▶ [Text block]:
My own background is I’ve been a lifelong entrepreneur. I’ve started companies all my life ever since I was in college. I got a mechanical engineering degree at Caltech. And then after Caltech, I started a number of software companies. And 25 years ago, I started one of the premier technology incubators called Idealab here in Southern California. At Idealab we’ve started more than 150 companies with more than 50 successful IPO’s and acquisitions. The unique experience that I bring to Heliogen is a combination of all the different disciplines necessary to make this successful. The combination of software, of mechanical engineering, scaling a large company, building the organization, of achieving all the customer product market fit. We’ve done all those things many times and all of that comes together to make Heliogen successful.

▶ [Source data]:

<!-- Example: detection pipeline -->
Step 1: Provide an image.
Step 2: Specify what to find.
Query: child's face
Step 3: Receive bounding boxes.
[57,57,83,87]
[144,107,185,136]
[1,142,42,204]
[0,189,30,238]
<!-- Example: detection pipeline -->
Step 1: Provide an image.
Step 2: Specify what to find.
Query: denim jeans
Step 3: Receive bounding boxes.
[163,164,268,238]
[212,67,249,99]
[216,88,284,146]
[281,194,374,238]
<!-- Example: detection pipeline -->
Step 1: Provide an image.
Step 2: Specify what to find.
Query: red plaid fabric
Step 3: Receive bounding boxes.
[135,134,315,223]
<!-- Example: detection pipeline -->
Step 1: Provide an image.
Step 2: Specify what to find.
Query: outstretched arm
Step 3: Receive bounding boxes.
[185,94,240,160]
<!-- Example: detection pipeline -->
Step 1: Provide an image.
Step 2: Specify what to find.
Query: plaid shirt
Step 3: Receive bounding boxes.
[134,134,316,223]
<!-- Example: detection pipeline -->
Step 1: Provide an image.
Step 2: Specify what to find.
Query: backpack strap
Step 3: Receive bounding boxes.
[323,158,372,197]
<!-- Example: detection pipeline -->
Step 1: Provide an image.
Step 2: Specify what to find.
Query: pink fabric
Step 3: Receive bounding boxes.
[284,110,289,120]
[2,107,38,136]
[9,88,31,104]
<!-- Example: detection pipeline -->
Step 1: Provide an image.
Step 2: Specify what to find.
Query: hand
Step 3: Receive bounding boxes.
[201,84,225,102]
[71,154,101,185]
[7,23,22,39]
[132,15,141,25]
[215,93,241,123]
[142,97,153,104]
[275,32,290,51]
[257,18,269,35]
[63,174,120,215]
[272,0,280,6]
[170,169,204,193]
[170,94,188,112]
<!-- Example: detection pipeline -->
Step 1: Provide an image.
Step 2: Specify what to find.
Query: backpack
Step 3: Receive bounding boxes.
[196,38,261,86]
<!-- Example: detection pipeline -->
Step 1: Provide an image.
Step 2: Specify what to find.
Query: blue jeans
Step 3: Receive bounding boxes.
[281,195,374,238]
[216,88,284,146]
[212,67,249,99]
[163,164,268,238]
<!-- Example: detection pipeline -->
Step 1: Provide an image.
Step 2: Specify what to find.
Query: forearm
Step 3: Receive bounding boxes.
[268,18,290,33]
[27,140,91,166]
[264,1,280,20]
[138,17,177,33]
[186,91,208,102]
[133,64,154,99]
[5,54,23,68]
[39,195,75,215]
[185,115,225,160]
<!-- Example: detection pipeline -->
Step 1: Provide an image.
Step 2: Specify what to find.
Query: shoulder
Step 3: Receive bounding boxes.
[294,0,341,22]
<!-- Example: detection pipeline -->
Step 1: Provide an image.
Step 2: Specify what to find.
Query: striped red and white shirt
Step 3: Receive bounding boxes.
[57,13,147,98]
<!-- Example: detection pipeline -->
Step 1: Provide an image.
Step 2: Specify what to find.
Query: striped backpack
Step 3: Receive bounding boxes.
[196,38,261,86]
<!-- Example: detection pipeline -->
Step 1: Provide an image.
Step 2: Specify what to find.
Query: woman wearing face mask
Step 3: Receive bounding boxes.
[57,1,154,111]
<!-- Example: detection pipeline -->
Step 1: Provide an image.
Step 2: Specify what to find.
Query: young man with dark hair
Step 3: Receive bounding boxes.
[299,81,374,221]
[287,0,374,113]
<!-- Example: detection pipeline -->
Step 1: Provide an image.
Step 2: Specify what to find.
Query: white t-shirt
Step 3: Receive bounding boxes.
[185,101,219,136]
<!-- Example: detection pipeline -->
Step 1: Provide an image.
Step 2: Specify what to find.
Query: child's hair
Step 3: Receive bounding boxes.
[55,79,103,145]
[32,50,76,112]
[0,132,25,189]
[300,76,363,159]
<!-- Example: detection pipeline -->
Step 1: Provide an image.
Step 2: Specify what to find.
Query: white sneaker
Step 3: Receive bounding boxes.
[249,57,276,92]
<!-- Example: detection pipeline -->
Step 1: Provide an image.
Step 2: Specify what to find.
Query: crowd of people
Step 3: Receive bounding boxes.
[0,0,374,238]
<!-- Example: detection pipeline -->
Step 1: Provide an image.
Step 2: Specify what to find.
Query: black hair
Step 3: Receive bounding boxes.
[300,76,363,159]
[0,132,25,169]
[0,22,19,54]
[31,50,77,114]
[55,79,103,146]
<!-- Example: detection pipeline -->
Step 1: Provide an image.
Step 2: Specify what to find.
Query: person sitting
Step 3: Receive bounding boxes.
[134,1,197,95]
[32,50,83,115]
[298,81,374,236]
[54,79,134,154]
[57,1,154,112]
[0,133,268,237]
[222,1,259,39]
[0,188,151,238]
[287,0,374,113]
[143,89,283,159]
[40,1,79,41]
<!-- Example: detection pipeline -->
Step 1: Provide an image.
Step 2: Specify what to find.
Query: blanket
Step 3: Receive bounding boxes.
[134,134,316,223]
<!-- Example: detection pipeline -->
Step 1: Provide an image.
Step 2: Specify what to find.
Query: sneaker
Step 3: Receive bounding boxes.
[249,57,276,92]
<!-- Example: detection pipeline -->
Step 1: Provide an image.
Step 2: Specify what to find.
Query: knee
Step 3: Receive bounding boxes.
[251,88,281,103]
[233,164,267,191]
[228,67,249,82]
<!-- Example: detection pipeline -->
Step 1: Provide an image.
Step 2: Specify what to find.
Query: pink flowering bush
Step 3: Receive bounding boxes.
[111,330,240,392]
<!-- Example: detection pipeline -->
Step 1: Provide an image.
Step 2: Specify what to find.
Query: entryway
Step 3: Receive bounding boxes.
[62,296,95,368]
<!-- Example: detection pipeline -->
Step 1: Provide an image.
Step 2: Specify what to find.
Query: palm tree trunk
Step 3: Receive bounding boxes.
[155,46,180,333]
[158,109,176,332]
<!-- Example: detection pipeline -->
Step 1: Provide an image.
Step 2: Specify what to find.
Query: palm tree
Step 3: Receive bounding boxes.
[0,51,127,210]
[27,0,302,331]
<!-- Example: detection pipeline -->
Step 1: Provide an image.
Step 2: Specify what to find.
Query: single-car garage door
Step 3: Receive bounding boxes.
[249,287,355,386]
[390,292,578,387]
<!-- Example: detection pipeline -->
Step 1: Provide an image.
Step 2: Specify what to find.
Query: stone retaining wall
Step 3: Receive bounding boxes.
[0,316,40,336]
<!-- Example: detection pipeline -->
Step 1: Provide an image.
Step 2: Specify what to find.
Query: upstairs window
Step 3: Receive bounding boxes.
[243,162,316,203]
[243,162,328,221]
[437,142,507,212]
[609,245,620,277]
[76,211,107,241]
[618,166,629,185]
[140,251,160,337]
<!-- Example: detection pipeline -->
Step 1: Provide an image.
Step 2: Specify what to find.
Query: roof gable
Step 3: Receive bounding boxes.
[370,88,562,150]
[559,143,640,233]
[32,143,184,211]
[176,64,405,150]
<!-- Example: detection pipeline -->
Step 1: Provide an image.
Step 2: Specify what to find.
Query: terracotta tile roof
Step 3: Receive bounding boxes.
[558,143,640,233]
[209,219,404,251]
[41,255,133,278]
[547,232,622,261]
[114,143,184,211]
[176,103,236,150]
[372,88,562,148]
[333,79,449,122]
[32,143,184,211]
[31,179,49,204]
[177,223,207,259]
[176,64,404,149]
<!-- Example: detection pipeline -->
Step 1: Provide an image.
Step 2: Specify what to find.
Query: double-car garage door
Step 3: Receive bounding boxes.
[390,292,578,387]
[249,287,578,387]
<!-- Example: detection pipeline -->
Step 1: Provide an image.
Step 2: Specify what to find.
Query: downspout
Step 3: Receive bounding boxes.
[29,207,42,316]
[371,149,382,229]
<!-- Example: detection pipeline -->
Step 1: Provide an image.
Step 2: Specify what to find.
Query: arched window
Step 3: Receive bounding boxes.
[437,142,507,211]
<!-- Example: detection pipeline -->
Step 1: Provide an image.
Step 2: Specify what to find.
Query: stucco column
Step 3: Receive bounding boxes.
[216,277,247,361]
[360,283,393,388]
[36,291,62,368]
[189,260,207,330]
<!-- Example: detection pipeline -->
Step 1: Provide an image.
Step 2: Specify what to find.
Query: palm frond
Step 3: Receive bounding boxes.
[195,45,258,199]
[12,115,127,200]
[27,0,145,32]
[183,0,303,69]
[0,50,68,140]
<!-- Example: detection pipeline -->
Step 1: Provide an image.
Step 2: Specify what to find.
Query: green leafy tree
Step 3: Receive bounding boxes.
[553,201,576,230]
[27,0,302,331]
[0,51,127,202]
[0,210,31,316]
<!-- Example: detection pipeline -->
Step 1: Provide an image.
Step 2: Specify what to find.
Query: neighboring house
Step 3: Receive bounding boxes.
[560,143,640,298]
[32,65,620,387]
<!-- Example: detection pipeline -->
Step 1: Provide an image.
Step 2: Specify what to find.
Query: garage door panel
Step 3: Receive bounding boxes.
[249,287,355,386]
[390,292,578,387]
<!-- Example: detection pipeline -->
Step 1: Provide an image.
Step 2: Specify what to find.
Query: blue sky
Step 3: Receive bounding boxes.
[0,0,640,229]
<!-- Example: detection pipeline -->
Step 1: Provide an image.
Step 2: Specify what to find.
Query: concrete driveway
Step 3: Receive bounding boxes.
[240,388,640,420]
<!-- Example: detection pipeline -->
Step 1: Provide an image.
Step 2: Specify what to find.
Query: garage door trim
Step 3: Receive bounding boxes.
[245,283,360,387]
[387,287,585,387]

▶ [Tasks]:
a - According to the background statement, how many companies has Idealab started?
b - Continue the background statement about building companies and Heliogen from the point where it stops.
The records aren't needed for anything here.

▶ [The results]:
a - More than 150 companies.

b -
Bill Gross, Founder and CEO, Heliogen:

 

Importantly, we are a very strongly mission driven company, and that has allowed us to recruit an incredible team to be able to execute against this bold mission. This is my executive team. I’ll call it a few key people. Andy Lambert is our head of manufacturing. Andy Lambert spent 10 years at BMW scaling one of their biggest production vehicles and then 10 years working directly for Elon at SpaceX, building all of the assembly line to make the rockets. He joined us because he really believes in a future of renewable energy, feels it’s important for the next generation and is bringing all of his skills in scaling manufacturing to drive down the cost of our product to be competitive with fossil fuels.

 

 

 

 

Bill Gross, Founder and CEO, Heliogen:

 

Christie Obiaya, CFO, Heliogen, our Chief Financial Officer you’ll hear from in a moment, worked for the last 11 years at Bechtel, one of the largest engineering firms in the world, building energy projects all over the world. Her experience, both there and with her MBA and chemical engineering degree from MIT enabled us to work very efficiently with all of our engineering team to scale this product, reduced the price and meet our customer demand.

 

Bill Gross, Founder and CEO, Heliogen:

 

I’ll turn it over to Christie to tell you a little bit more about why this is such a big investment opportunity and why we’re so excited about the future.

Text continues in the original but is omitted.